> [DATA PROVIDED]:
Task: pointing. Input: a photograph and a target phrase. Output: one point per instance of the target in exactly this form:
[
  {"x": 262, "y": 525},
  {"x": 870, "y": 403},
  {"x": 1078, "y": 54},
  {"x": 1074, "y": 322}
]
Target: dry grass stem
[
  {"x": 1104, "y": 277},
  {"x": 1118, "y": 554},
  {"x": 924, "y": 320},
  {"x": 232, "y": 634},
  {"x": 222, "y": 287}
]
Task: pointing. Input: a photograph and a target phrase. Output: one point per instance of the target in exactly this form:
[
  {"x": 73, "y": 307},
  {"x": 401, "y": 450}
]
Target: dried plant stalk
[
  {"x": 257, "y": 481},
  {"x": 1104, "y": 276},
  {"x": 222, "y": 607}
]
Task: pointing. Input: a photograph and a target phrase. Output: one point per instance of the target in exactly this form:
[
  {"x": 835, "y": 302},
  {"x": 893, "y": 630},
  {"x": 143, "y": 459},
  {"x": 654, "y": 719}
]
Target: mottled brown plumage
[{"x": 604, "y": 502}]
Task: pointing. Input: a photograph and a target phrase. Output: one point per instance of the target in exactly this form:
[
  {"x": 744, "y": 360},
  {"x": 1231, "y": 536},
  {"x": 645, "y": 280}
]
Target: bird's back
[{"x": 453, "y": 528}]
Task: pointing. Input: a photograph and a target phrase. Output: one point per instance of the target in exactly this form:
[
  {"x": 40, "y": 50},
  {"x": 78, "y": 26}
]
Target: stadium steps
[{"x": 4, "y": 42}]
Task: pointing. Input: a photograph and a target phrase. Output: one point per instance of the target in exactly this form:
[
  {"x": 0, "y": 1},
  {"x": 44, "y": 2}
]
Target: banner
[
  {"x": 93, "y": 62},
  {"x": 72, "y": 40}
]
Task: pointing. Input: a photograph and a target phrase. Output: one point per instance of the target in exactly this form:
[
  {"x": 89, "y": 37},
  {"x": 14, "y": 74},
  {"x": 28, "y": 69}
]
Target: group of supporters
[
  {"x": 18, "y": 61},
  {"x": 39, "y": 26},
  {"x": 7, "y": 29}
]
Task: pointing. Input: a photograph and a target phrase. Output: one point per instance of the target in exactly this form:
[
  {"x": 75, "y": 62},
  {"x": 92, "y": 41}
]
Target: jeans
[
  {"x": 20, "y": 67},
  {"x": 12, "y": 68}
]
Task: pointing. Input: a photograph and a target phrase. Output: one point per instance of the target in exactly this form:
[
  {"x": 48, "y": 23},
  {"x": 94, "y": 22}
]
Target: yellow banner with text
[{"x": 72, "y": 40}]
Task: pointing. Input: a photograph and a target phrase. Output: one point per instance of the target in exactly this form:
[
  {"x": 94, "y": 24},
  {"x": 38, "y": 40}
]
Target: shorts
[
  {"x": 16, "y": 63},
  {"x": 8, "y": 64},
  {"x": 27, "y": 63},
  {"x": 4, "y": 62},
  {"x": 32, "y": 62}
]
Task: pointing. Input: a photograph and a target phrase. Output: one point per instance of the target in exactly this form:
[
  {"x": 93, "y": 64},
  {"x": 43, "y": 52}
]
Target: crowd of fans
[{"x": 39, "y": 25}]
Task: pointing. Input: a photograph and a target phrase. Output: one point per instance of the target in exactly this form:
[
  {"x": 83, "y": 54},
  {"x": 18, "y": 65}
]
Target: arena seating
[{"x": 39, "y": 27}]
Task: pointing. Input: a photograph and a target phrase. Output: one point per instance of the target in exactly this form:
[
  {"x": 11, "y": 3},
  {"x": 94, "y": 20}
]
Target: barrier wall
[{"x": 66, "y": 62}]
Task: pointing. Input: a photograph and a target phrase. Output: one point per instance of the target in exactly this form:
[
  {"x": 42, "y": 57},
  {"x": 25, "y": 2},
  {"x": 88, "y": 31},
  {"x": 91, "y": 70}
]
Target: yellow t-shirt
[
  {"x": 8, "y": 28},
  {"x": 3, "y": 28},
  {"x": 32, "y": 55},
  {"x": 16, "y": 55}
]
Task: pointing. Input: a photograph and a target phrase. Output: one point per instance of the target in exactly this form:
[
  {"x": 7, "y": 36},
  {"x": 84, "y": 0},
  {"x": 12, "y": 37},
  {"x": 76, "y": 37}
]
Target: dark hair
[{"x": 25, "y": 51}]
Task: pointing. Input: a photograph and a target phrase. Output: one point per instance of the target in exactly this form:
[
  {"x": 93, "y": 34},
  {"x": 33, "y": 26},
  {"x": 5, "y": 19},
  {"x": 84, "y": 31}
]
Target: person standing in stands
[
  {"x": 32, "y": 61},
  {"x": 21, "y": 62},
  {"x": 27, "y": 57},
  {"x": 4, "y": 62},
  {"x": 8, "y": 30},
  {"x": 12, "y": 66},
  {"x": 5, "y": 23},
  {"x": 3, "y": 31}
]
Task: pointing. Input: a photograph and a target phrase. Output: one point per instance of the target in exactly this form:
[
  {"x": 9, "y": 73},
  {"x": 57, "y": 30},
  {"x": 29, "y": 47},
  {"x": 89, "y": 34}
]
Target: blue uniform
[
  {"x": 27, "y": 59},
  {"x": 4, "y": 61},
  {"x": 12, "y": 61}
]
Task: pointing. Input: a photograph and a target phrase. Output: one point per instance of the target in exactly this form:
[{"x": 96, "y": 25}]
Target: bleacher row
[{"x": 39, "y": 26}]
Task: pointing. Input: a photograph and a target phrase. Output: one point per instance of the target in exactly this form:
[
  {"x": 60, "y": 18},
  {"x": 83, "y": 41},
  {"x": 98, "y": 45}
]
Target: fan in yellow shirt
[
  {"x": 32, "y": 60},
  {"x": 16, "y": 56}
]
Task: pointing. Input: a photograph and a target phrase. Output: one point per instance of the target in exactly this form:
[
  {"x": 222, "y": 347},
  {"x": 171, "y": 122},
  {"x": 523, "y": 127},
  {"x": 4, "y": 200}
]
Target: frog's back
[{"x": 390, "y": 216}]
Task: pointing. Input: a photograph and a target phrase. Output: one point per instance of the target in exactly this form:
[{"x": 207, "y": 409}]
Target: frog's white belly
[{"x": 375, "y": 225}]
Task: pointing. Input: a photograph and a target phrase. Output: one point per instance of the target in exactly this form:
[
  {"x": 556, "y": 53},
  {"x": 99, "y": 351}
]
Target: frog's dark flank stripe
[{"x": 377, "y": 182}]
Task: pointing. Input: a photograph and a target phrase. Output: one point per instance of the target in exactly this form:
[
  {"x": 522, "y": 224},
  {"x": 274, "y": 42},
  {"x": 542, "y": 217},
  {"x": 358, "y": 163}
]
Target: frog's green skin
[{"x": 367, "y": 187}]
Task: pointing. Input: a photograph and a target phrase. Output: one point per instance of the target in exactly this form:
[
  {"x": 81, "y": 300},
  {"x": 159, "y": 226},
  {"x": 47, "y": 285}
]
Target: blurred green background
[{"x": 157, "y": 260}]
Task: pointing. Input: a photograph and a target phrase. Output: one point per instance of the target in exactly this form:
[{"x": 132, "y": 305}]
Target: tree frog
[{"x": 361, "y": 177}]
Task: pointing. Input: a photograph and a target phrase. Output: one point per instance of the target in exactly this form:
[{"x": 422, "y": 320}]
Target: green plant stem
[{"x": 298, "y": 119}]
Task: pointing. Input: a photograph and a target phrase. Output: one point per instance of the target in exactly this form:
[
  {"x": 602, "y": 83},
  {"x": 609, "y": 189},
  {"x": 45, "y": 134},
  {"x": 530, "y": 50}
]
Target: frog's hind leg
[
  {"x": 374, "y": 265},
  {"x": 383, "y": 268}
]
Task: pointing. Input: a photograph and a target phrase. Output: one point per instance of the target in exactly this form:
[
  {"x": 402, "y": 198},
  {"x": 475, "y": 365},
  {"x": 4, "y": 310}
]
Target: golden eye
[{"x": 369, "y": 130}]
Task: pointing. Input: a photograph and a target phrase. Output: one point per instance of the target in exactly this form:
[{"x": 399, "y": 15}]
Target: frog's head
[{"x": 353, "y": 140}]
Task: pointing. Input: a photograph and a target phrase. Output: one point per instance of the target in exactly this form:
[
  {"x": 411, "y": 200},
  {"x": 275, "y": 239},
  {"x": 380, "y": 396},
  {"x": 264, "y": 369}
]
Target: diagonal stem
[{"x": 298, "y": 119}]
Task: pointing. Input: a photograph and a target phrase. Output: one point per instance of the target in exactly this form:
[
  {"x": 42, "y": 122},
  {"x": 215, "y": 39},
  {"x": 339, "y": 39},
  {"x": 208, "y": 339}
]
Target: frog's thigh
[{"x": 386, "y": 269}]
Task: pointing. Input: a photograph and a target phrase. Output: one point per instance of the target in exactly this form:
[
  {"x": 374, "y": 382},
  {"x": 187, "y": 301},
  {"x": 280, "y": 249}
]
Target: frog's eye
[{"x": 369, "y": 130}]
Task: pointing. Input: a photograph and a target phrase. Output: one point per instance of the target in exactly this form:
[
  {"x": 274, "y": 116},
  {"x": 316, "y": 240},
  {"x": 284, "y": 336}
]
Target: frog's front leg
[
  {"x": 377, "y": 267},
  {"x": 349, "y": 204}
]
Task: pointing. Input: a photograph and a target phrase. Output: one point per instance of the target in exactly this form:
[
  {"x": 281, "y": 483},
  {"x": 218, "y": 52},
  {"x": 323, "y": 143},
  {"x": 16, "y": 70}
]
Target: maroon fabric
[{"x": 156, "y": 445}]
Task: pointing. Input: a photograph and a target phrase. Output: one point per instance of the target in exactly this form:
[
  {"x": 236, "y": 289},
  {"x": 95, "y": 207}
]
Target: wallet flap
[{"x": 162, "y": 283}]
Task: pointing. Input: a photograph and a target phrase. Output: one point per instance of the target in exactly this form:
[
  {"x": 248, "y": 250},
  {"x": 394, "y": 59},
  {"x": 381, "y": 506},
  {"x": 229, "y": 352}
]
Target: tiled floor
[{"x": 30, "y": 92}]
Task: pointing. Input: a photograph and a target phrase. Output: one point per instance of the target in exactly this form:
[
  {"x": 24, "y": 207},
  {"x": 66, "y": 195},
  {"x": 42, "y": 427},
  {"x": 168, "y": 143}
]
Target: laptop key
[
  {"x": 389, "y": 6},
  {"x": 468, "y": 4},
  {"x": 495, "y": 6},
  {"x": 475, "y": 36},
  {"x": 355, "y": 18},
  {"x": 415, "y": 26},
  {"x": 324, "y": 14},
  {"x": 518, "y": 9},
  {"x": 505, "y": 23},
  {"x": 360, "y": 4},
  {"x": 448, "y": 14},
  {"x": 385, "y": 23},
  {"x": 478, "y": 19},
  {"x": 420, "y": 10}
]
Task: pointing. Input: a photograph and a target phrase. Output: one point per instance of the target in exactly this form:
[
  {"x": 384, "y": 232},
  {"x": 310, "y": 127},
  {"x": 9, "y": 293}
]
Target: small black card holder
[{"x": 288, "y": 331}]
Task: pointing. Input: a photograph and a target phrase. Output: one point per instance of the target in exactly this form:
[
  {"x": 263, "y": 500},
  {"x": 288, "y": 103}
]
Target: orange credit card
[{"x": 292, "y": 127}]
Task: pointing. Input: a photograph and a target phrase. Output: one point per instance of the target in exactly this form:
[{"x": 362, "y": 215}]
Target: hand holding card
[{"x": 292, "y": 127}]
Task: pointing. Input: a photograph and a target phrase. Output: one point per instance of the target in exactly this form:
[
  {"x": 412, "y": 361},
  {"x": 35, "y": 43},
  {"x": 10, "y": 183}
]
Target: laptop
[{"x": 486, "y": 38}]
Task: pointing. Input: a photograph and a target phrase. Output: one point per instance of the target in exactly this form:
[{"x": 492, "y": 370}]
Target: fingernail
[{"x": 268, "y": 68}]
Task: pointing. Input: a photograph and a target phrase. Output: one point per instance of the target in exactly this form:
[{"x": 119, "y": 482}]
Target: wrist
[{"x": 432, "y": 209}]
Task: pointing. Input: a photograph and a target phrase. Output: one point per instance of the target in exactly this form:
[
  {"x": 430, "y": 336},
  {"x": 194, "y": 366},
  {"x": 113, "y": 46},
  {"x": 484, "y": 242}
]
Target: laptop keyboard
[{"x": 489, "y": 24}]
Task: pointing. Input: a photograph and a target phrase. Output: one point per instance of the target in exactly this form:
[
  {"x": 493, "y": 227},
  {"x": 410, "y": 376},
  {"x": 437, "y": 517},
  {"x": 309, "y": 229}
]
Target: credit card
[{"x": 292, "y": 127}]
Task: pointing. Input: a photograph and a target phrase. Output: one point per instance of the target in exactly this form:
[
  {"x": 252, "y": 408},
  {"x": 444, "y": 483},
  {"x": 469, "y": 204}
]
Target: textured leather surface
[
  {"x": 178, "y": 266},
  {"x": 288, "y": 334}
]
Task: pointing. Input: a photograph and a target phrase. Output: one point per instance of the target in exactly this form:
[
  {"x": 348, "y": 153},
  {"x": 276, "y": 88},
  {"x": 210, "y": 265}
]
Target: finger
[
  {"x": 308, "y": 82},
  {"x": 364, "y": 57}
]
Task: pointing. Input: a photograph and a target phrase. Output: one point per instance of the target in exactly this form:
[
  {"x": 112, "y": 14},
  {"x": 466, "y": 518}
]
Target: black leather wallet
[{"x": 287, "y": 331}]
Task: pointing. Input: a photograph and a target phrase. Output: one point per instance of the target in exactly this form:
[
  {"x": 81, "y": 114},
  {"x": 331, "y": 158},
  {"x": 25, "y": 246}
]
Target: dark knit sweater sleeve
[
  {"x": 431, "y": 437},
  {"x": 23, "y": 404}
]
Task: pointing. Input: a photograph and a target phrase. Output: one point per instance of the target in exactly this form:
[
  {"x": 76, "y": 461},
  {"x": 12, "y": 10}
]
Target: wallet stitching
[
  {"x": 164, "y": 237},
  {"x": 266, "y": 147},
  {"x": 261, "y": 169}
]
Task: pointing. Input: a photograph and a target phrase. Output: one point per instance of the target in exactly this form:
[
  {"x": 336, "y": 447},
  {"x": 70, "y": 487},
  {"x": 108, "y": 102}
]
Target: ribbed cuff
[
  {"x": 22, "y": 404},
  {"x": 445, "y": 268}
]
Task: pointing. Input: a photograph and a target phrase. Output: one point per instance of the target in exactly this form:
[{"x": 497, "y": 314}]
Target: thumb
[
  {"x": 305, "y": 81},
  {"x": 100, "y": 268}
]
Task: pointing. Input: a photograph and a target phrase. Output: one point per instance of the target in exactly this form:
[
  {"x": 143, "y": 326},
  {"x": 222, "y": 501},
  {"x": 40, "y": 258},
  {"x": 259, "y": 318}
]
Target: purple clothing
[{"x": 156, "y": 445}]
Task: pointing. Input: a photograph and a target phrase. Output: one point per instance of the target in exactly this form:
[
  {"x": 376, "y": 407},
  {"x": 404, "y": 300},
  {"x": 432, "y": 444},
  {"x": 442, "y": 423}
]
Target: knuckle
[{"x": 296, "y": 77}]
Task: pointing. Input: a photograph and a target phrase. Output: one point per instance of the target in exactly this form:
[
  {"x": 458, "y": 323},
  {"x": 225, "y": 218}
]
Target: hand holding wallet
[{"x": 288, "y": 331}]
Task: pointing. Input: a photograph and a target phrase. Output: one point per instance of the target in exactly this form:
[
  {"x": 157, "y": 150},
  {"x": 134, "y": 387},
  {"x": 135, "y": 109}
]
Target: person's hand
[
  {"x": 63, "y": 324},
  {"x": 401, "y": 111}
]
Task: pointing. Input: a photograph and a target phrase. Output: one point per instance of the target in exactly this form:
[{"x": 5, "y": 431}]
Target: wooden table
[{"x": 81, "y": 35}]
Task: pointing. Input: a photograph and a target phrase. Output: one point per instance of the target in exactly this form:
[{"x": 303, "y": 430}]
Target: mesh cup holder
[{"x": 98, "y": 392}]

> [EXERCISE PROMPT]: Tally the lines in the data above that contain the string "credit", with case counting. How many are there? Reply with the number only.

> [RESPONSE TO THIS TASK]: 2